Directive: In the text on referrer log analysis, what kind of document does RefStats generate?
* Start Text *
Since RefStats generates an HTML document, you can easily schedule it to run periodically and create a new referrer log analysis that is linked into your pages. You might want to see how things change weekly, especially if you are changing your pages and modifying your internal linking structure. The RefStats output is also handy to test the usefulness of crosslink agreements you may have with other sites. If their link isn't generating traffic to your site, you might want to renegotiate the agreement.
What now, Sherlock?
Clues like this abound in the referrer log. If you're feeling a bit like Sherlock Holmes, dive into your log and see what you can discern about your visitors. Taking the time to understand the dynamics of the links to your pages, both internal and external to your server, can pay big dividends if you use the information to fine-tune your document structure and internal links.
It's also useful to note that there is a one-for-one correspondence between entries in the access log, agent log, and the referrer log. Theoretically, you could create a report that lists the referring URL, the document visited, the browser used, and the site from which the reference came. Correlating this by hand is nearly impossible, and I've not yet found a tool on the Web that does the trick. Do you know of such a tool? Drop me a line, and I'll share it here.
* End Text *
* Start Given data *
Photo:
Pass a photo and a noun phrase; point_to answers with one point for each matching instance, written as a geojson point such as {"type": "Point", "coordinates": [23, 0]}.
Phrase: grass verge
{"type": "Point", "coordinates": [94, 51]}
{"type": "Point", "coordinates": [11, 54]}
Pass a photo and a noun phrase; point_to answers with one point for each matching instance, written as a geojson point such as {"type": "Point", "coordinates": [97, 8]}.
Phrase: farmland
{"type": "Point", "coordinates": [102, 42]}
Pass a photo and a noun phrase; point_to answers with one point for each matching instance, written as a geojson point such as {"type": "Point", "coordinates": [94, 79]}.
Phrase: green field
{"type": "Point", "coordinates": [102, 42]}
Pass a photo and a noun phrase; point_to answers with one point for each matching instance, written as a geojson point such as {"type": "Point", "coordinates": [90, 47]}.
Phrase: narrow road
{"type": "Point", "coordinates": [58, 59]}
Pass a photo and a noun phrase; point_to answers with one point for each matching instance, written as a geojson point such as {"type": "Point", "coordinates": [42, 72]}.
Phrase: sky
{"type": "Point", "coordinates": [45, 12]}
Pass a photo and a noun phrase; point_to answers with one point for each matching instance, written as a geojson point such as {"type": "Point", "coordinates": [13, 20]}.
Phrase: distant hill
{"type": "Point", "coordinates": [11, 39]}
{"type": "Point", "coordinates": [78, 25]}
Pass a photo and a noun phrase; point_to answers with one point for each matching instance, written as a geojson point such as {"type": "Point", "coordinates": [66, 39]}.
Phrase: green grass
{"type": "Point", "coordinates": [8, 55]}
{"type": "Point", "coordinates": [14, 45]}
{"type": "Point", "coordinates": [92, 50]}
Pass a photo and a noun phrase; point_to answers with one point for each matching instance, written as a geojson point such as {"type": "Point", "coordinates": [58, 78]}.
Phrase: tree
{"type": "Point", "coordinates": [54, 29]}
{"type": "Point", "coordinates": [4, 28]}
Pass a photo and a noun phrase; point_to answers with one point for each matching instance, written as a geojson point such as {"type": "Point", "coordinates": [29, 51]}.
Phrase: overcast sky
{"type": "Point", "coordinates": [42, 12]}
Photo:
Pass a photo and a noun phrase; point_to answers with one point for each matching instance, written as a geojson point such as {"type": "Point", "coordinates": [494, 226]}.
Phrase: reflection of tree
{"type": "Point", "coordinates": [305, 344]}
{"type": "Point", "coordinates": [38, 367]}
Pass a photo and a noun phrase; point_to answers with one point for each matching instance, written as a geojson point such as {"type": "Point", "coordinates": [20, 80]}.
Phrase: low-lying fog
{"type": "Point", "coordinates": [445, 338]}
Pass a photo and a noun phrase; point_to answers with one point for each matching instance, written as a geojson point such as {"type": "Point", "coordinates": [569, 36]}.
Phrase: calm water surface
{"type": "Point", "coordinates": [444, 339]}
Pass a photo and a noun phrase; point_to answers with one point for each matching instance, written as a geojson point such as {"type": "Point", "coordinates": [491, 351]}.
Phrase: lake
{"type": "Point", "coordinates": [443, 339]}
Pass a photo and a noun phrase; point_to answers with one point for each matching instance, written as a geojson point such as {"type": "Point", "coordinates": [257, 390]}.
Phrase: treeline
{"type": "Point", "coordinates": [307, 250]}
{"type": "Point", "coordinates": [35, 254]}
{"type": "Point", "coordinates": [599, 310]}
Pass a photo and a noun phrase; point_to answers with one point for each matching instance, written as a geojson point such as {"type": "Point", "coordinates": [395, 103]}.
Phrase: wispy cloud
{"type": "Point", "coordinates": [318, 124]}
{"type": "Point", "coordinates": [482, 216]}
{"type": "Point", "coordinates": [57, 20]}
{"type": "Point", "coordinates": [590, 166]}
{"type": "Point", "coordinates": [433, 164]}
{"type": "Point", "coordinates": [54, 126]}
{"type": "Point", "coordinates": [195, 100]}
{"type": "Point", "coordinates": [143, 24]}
* End Given data *
Exercise result: An HTML document.